- **Assignment**:
This task calls for copying every line in the data below that contains the word "queried".

(Point-per-instance localization data)
^^^^^^^^^^^^^^^^
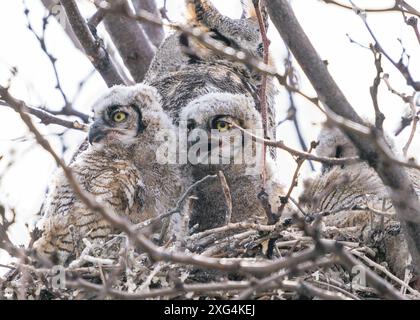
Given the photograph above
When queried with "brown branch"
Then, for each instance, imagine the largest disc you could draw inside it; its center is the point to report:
(379, 116)
(129, 38)
(413, 127)
(301, 154)
(55, 9)
(95, 52)
(263, 86)
(228, 197)
(154, 32)
(404, 198)
(399, 6)
(45, 117)
(399, 65)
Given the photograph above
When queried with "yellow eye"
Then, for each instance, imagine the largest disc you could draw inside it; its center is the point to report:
(119, 116)
(222, 126)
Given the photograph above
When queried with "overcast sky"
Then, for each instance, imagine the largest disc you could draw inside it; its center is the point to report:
(23, 185)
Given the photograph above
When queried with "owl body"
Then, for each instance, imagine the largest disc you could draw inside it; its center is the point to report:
(347, 193)
(119, 169)
(183, 69)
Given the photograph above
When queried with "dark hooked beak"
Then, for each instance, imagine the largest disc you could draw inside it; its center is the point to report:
(96, 133)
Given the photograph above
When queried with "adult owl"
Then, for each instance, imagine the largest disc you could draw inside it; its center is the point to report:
^^^^^^^^^^^^^^^^
- **Your solution**:
When queried with "brown branch"
When queried with "yellow eye"
When queried with "overcast sky"
When queried with "owl body"
When queried with "dark hooked beak"
When queried with "adult owl"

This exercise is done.